● **Work instruction**
Can you return the October garden calendar text below word for word, in full?

[Source document Boundary: Start]

Well we’ve made it through another growing season and the lawn and landscaping looks great!
The Garden Calendar for October is all about preparing your property for the coming winter season. You’ll be spending more time on the landscape than the lawn or the garden but there will be plenty of variety to keep you busy Click here for your FREE garden and landscape journal- the first step to gardening success!.
I have been taking care of our garden for a long time. And over the years I have made notes to myself of what to do each month. This list is for our Hardiness Zone 5 garden, but many of you will find that the items need to be done no matter where you reside.
The 3 areas we will focus on are your lawn, landscape and garden and exactly what you need to be doing.

[Source document Boundary: End]
[Extracted data Boundary: Start]

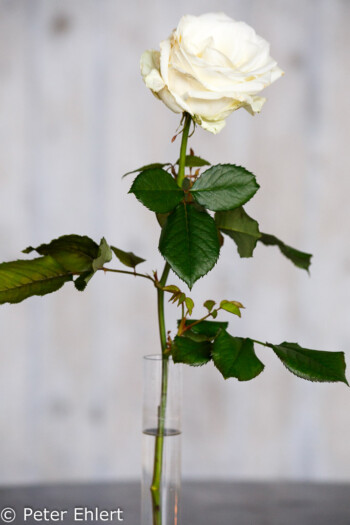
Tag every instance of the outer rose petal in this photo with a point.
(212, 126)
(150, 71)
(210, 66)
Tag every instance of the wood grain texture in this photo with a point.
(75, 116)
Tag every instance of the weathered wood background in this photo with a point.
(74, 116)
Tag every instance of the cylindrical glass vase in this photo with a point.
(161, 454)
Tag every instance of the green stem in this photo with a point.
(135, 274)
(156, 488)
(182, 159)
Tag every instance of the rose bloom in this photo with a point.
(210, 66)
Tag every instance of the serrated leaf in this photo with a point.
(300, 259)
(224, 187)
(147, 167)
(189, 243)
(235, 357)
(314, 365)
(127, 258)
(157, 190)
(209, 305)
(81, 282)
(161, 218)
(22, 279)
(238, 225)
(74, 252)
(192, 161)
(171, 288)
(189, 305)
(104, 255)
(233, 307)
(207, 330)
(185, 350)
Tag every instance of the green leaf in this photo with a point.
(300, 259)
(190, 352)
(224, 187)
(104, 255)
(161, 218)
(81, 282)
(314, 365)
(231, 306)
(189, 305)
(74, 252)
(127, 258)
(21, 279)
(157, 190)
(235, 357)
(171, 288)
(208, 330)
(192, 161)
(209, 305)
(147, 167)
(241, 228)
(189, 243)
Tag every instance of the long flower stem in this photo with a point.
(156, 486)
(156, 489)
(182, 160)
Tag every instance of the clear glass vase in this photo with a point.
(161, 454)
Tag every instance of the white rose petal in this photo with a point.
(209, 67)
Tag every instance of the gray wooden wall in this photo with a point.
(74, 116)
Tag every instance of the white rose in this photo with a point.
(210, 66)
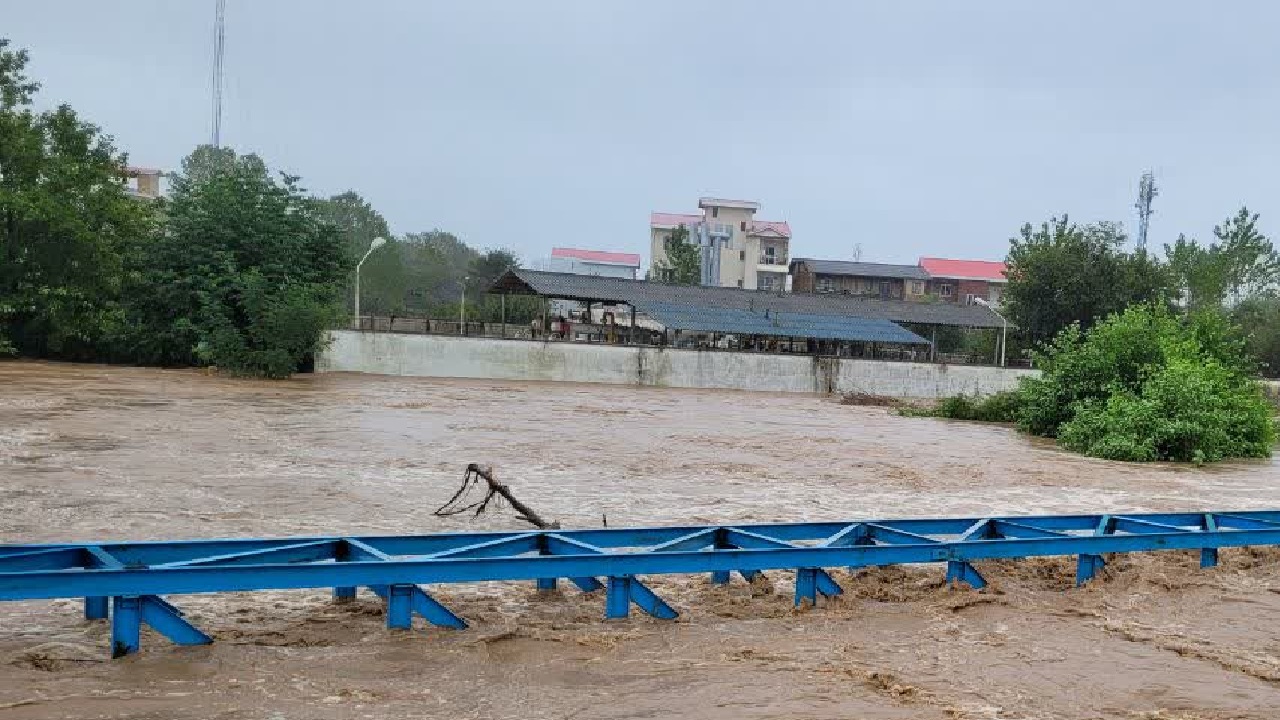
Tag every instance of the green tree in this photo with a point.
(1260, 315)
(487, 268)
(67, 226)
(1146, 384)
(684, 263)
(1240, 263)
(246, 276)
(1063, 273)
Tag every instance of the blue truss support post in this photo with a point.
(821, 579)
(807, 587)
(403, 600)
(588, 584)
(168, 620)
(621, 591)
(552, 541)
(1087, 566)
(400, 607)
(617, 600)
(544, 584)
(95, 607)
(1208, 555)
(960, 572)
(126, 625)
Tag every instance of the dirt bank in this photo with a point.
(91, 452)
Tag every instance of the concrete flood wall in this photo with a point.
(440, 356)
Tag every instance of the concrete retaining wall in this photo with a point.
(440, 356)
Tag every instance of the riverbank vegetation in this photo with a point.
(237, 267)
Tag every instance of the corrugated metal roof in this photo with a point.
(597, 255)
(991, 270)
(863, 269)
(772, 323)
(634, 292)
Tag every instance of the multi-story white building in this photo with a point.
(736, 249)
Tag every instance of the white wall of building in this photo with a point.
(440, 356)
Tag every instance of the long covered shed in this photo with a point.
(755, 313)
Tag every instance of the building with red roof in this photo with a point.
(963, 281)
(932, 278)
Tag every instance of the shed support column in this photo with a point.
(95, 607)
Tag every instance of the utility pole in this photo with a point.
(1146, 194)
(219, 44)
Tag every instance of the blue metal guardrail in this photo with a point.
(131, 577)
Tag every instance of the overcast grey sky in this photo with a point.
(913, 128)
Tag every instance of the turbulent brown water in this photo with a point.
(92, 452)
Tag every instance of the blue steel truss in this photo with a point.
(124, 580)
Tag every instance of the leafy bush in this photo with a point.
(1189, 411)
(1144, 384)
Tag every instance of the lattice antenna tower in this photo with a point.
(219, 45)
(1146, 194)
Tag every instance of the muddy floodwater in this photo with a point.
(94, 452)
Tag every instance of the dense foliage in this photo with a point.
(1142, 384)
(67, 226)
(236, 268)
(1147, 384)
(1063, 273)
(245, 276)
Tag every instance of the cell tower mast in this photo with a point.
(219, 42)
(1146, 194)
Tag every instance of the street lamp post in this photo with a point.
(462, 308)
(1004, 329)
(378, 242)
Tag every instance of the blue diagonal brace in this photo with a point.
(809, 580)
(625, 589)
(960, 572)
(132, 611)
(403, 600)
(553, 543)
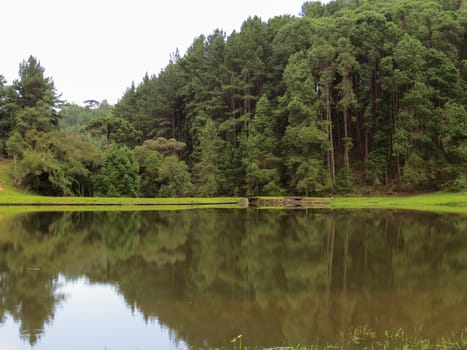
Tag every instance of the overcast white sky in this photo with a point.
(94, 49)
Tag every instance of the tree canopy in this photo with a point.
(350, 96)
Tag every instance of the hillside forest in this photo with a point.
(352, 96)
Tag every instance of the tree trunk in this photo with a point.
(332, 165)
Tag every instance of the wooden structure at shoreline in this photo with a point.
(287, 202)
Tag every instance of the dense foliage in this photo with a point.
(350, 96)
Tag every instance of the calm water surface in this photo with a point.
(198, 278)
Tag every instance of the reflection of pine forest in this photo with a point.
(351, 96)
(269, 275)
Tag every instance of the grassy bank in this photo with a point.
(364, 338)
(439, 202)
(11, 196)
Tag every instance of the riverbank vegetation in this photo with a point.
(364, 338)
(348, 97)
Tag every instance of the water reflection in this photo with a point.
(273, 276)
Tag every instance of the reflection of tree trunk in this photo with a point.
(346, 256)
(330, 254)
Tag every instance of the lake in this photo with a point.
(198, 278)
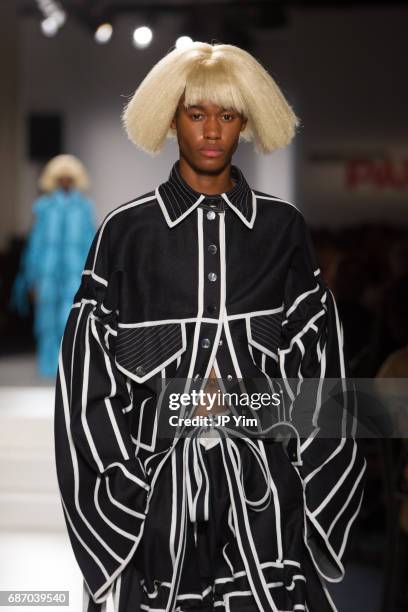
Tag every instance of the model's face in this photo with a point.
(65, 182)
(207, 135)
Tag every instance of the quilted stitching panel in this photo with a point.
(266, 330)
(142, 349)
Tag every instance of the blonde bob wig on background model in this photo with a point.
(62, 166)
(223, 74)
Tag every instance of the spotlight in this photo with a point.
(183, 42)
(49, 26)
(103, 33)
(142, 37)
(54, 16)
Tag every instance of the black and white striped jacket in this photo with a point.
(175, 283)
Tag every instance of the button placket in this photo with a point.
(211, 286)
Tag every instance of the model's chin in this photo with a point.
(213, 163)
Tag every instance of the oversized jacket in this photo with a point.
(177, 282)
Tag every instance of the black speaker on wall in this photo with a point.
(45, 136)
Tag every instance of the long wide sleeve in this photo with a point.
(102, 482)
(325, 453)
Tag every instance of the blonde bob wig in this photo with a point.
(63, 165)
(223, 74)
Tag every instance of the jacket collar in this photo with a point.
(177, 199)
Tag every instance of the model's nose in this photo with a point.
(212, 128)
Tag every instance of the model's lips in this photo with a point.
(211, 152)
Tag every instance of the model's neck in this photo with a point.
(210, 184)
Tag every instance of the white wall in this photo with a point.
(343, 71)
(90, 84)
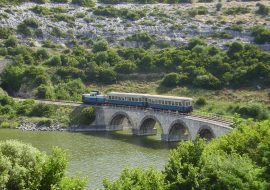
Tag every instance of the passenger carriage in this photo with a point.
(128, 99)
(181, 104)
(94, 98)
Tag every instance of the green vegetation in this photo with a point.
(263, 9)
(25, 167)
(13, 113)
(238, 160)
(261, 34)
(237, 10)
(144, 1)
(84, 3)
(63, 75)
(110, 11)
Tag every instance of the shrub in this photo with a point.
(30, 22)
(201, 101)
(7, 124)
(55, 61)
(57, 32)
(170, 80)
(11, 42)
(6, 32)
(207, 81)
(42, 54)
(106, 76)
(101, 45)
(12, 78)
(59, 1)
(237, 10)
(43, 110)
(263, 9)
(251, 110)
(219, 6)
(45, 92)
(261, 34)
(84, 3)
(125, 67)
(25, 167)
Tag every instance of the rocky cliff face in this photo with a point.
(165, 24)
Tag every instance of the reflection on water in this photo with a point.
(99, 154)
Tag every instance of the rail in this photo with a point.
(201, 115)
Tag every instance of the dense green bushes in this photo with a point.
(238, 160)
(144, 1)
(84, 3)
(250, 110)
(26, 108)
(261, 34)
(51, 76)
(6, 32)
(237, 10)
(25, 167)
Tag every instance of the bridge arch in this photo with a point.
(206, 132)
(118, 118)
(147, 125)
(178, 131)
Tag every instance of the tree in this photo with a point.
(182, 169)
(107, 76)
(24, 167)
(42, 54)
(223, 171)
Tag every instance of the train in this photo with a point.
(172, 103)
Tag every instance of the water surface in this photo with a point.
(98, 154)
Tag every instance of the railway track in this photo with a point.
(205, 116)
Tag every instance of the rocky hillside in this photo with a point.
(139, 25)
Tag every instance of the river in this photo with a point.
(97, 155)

[Extracted data Boundary: End]
[Extracted data Boundary: Start]

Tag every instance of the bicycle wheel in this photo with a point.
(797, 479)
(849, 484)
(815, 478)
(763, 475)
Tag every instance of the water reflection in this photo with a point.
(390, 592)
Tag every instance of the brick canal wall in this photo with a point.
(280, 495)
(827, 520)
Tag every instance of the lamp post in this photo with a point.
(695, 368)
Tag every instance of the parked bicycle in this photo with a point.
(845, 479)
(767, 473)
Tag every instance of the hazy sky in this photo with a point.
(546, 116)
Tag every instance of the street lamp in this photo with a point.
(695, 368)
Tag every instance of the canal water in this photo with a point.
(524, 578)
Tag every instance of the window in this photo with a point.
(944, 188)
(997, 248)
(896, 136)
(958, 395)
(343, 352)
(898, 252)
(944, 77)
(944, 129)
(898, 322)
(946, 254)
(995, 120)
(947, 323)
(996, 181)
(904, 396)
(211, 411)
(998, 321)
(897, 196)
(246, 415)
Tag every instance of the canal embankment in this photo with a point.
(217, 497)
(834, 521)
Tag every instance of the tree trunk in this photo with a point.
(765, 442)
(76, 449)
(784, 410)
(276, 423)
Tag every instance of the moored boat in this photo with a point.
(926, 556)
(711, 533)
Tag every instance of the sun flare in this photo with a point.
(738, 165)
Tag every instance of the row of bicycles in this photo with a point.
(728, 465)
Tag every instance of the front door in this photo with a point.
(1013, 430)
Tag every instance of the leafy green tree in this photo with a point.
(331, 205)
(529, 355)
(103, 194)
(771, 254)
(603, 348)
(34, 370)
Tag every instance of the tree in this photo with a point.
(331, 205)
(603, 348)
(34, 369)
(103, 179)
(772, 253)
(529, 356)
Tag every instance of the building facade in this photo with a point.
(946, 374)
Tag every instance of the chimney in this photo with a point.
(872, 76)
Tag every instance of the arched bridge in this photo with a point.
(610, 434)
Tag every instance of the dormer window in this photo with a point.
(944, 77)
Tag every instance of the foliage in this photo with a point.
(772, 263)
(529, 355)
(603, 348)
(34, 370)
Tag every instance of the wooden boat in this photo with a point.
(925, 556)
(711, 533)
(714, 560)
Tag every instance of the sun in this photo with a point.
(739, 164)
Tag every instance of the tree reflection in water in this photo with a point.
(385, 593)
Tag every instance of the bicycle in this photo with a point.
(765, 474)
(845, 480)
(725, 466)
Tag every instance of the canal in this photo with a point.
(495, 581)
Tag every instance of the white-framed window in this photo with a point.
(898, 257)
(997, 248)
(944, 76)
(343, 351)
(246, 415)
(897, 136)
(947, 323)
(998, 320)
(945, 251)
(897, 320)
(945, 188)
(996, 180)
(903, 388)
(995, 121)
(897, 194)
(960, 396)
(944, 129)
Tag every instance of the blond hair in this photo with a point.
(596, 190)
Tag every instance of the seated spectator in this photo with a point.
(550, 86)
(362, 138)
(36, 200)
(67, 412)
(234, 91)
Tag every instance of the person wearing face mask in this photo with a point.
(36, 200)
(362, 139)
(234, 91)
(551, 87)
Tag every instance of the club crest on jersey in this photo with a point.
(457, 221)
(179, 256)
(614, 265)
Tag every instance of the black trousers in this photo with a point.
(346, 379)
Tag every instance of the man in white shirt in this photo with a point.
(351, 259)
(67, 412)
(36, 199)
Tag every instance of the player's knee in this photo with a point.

[Extracted data Boundary: End]
[Extracted data Boundary: Start]

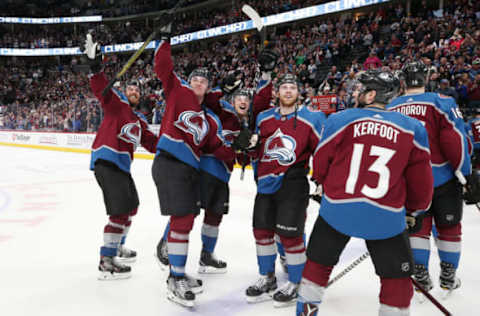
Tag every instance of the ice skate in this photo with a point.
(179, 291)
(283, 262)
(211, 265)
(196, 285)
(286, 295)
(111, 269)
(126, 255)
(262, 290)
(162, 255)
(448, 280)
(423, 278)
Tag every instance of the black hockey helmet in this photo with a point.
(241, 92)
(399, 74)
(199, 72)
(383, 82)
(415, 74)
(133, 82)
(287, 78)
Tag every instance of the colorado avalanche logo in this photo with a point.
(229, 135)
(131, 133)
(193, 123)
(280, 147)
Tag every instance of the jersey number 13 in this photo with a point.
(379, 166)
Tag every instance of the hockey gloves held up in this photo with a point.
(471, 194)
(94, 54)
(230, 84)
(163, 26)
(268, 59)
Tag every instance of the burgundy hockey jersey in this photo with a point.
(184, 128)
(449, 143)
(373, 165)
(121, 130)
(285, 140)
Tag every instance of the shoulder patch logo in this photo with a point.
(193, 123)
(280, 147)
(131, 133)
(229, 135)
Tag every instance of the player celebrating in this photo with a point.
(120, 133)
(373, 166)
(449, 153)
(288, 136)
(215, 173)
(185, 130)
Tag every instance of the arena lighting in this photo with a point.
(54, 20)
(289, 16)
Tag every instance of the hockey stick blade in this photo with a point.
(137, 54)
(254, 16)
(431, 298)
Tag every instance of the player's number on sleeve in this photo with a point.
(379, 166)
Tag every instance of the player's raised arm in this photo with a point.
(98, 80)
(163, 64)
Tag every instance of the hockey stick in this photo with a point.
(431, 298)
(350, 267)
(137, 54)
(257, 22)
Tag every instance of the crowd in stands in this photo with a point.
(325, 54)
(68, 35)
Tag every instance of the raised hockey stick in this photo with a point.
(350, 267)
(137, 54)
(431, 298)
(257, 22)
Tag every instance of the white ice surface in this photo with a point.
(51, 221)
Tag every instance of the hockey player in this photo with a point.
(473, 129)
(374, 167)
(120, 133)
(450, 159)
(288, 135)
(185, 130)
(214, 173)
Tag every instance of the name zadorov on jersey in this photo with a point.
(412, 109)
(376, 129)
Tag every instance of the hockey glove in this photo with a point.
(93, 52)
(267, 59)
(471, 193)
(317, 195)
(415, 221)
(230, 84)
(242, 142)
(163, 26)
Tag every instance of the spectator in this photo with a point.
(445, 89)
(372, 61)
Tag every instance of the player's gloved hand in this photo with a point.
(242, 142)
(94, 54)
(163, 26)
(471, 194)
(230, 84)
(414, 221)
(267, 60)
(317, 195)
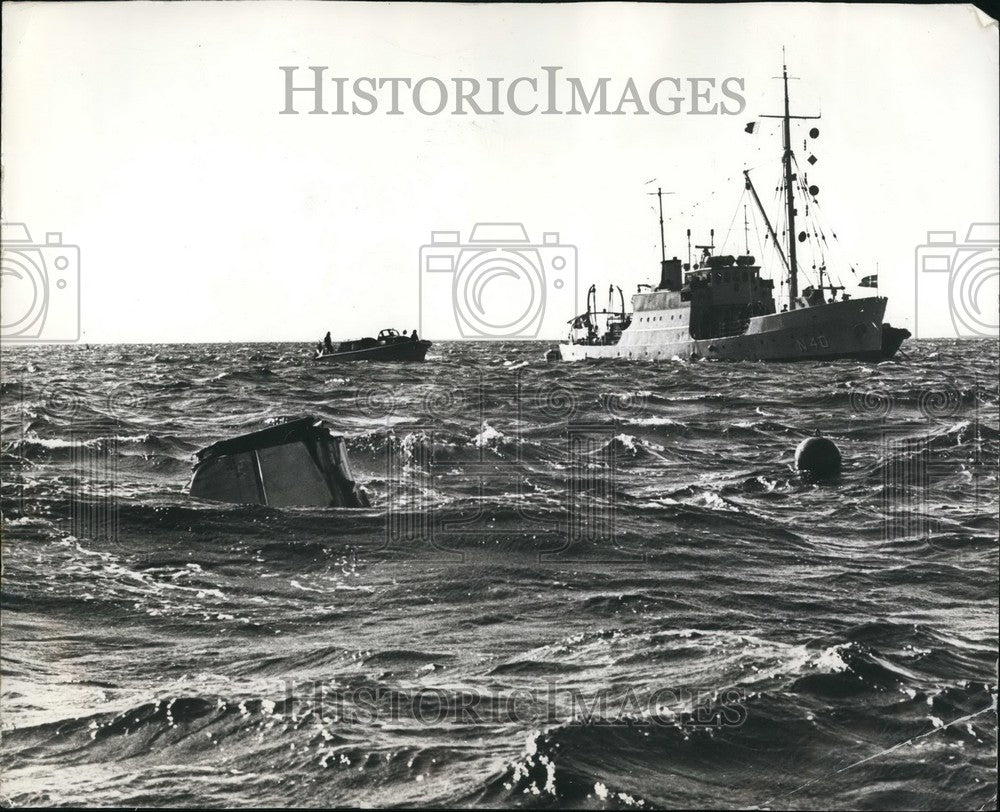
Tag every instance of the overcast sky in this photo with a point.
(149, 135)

[Extracted data Boundary: End]

● **Solved exercise**
Well we’ve made it through another growing season and the lawn and landscaping looks great!
The Garden Calendar for October is all about preparing your property for the coming winter season. You’ll be spending more time on the landscape than the lawn or the garden but there will be plenty of variety to keep you busy Click here for your FREE garden and landscape journal- the first step to gardening success!.
I have been taking care of our garden for a long time. And over the years I have made notes to myself of what to do each month. This list is for our Hardiness Zone 5 garden, but many of you will find that the items need to be done no matter where you reside.
The 3 areas we will focus on are your lawn, landscape and garden and exactly what you need to be doing.